■ Exercise: Please output only the lines that run from the line containing "Note: the class marks the overturned" through the end of the material below, exactly.

■ Material shown:
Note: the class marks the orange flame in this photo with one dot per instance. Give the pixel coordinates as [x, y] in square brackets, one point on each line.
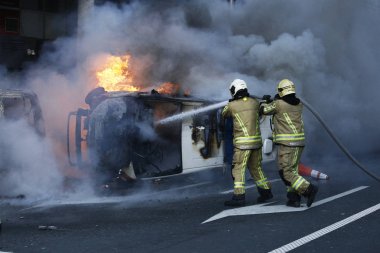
[168, 88]
[116, 75]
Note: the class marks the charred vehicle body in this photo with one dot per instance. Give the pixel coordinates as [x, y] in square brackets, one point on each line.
[119, 135]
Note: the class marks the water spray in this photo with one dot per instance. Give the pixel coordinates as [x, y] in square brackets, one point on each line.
[183, 115]
[188, 114]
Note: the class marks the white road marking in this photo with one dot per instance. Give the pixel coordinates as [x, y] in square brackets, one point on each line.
[326, 230]
[265, 208]
[250, 186]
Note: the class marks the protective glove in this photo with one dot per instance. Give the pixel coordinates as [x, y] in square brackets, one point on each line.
[267, 98]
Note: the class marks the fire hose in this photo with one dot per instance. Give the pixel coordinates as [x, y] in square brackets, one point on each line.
[340, 145]
[305, 103]
[336, 140]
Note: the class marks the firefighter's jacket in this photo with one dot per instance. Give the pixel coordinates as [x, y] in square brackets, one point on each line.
[246, 126]
[288, 123]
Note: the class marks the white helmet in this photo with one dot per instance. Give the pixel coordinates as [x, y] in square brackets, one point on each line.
[237, 85]
[286, 87]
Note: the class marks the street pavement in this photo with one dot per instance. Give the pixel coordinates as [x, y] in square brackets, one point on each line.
[186, 214]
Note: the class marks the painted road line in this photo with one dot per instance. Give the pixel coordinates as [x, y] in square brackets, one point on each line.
[267, 208]
[250, 186]
[326, 230]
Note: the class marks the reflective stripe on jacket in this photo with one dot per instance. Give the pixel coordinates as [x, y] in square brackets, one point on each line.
[288, 123]
[246, 126]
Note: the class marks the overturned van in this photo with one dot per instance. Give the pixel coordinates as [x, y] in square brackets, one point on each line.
[119, 133]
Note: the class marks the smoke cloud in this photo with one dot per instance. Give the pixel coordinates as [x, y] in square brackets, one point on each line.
[328, 48]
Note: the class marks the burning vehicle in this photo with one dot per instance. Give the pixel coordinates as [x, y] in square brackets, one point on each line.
[121, 134]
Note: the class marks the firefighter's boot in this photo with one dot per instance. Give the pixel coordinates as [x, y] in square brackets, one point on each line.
[265, 194]
[294, 200]
[310, 194]
[236, 200]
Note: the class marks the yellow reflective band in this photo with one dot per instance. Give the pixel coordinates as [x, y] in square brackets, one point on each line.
[287, 118]
[298, 183]
[289, 137]
[269, 108]
[239, 185]
[225, 109]
[241, 124]
[244, 165]
[248, 139]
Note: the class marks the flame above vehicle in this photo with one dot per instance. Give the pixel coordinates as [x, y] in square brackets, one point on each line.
[117, 76]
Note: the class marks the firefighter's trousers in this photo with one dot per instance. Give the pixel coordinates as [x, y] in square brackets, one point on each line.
[288, 160]
[251, 158]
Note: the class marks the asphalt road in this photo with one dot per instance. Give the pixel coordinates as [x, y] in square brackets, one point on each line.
[170, 216]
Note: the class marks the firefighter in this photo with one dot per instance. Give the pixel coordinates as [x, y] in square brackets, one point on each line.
[289, 135]
[244, 111]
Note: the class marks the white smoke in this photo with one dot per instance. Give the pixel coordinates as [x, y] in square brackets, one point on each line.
[28, 165]
[329, 48]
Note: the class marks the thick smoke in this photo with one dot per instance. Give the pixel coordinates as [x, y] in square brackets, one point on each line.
[329, 48]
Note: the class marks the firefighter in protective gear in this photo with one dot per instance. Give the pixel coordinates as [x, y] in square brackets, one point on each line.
[244, 111]
[289, 135]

■ Correct response:
Note: the class marks the overturned van in this photo with one dot per instance. Give the pixel coordinates as [x, y] in square brackets, one point on each line.
[119, 133]
Note: the class marks the smoke cloud in this photo with one dot per instance. Give the pixel coordinates as [x, y] in square brackets, one point on each line.
[328, 48]
Note: the class marks the burning vehicle in this photo with one dot per instance. Give the pixel coordinates as [x, y] in square brackets, one point on each line.
[121, 134]
Note: the class marks the firefighter's boot in this photo with one dot per instance. Give the pixel coordinates as [x, y] in square brackets, one point on each line.
[265, 194]
[294, 200]
[310, 194]
[236, 200]
Note: the class marks the yellow reflective band in this photo with one dot per instance. Give the pixel coordinates as [x, y] in square brackets, one point on each line.
[287, 118]
[298, 183]
[289, 137]
[269, 108]
[239, 185]
[225, 109]
[241, 124]
[244, 165]
[248, 139]
Note: the class marks the flame above vehicle in this photo with one dot per instance. Give the pixel coordinates as [x, y] in square brackets, one point on each line.
[117, 76]
Note: the class marks the firefighter's trousers in this photo with one dot per instance. Give the pixel coordinates as [x, y] in square brackets, one point on each line.
[288, 160]
[251, 158]
Note: the class marks the asphalt road in this photo with one dot per instance. Give the pixel coordinates as [x, y] in square brackets, one point on each line.
[170, 216]
Note: the class marks the firefighter in this photo with one dot per instance. Give the pixel coordinates as [x, y] in square brackets, one point on each line.
[289, 135]
[244, 111]
Note: the class marks the white smoke in this photo with one dot per instance. Give the pixel coordinates as [x, y] in square brackets, one point on each line.
[28, 165]
[329, 48]
Note: the class marks the thick smoke in this photo with one dot per instance. Give the pixel coordinates as [x, y] in square brackets, one point on each line.
[329, 48]
Note: the class marks the firefighter in protective gear in this photo with one dot per instance. Give the pixel coordinates as [x, y] in square brackets, one point on each line.
[244, 111]
[289, 135]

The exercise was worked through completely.